*Instruções*:
[1] No texto sobre futebol, de quem são as crônicas reunidas no livrinho verde-e-amarelo?
[2] Dê continuidade ao texto sobre futebol a partir da última frase.

*Texto-fonte*:
-*-*-

Diz muito bem uma conhecida minha: A língua é o chicote da bunda! Acabou que acompanhei o último jogo da Seleção na copa. Fiquei minimamente sentida com a derrota; mais com a falta de emoção nos comentários gerais.
Tava fazendo minha mala uns dias atrás. Começando a arrumá-la, só. Peguei nas mãos um livrinho verde-e-amarelo com crônicas do sr. Nelson Rodrigues, que acabou por me acompanhar naquela noite fria e triste. Com isso, dei pra gostar de futebol.
Acho que a dificuldade encontrada por mim e por tantos em compartilhar da catarse nacional, de ver e sentir aquela esfera ser tocada por tantos pés até enfim alcançar a rede do gol, está numa coisa que o Seu Nelson sempre reclama: Bilac morreu e não temos um Homero ou um Dante pra poetizar o que é prosaico em essência.

-*-*-

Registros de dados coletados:

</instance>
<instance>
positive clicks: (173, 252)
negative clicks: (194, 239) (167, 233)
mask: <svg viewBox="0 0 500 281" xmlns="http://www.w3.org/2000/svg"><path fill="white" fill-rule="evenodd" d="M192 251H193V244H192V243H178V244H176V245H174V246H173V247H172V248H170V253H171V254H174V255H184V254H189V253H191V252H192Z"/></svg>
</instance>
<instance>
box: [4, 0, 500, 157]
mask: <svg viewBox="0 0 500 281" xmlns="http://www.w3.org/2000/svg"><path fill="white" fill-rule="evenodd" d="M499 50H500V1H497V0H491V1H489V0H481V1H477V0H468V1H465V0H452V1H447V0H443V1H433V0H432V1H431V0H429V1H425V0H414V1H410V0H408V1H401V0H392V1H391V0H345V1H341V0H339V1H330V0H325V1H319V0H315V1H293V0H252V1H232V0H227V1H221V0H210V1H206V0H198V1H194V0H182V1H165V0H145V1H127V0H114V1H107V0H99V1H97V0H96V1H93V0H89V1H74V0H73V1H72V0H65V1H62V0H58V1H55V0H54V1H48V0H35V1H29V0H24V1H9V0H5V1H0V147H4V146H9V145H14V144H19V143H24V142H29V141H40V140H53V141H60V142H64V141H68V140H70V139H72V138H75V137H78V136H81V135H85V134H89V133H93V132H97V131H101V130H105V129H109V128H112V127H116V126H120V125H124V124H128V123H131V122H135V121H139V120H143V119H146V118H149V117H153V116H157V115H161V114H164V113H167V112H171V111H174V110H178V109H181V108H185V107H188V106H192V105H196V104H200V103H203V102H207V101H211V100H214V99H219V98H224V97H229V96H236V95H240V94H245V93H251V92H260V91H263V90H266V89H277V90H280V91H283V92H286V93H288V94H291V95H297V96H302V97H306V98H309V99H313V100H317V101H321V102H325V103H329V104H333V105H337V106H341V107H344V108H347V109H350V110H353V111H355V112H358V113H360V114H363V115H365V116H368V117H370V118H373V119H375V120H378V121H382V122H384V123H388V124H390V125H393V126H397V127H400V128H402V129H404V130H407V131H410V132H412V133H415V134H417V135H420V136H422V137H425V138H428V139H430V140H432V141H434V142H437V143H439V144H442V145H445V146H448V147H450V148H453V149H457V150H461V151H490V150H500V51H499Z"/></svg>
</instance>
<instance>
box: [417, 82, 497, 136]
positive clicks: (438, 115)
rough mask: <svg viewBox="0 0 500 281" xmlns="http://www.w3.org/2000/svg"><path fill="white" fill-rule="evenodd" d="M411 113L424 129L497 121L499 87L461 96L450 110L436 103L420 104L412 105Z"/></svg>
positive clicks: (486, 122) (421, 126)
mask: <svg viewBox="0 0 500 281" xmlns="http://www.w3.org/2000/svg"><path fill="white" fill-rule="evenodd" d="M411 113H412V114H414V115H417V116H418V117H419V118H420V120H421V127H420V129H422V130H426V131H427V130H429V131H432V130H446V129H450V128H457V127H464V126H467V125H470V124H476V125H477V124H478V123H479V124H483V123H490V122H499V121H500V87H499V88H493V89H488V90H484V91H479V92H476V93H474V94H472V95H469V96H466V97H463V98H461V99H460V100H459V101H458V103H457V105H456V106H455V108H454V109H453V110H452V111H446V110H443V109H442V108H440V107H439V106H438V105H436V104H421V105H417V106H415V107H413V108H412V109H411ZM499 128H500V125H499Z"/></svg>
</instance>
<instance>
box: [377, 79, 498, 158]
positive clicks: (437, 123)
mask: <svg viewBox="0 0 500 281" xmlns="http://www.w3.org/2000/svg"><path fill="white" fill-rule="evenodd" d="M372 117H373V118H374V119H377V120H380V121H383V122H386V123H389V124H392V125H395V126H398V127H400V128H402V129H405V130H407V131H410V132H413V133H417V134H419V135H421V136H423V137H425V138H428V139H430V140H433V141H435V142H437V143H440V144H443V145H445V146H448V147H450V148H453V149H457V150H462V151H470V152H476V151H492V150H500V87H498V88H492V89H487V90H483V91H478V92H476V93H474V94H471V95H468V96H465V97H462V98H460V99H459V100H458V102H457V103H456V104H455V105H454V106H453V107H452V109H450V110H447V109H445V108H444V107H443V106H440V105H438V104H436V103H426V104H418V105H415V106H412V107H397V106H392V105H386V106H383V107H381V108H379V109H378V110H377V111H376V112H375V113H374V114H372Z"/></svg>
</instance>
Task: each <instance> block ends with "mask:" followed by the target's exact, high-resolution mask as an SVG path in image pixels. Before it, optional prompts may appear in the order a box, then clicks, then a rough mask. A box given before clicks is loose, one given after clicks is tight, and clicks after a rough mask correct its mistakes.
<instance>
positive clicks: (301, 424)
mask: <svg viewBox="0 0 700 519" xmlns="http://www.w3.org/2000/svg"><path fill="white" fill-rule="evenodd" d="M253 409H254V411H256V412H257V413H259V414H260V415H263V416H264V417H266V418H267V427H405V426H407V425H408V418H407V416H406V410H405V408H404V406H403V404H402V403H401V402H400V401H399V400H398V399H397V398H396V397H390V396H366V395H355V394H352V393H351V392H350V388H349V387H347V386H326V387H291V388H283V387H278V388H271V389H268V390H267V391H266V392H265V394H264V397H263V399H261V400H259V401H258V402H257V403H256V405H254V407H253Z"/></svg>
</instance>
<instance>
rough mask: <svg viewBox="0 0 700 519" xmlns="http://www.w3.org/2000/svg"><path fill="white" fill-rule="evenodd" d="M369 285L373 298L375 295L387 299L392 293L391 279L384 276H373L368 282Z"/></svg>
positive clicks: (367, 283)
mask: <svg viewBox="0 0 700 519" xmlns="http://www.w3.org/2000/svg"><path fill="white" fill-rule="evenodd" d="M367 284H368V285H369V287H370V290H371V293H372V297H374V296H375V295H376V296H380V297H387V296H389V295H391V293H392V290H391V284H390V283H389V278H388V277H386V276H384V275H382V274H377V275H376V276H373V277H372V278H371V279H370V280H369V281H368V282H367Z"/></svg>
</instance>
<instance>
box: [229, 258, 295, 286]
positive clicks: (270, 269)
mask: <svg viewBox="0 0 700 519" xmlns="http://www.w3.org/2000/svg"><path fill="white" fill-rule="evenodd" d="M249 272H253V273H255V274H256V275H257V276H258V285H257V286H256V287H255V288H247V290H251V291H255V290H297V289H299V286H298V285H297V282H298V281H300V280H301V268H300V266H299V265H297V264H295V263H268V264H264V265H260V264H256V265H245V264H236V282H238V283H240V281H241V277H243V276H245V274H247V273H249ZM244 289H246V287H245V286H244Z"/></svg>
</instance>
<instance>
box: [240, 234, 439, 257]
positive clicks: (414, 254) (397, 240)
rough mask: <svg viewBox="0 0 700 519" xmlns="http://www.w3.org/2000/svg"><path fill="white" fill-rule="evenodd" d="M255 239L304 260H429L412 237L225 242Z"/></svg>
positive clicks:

-*-*-

*Respostas*:
[1] Do sr. Nelson Rodrigues.

[2]
Abandonei a indiferença ao esporte. E isso não quer dizer que conheça e adore. Mas passei a compreender melhor a dita paixão nacional. O futebol é parte indissociável da vida e o mundo está contido numa partida de futebol ou, no mínimo, Nelson Rodrigues é muito bom pra convencer alguém disso.
Recomendo A Pátria em Chuteiras a qualquer um, ainda e principalmente àqueles que não gostam de futebol, que não entendem e que nem sentem falta. Leitura extraordinária e, ao contrário do que possa parecer pelo título e pela temática, universal.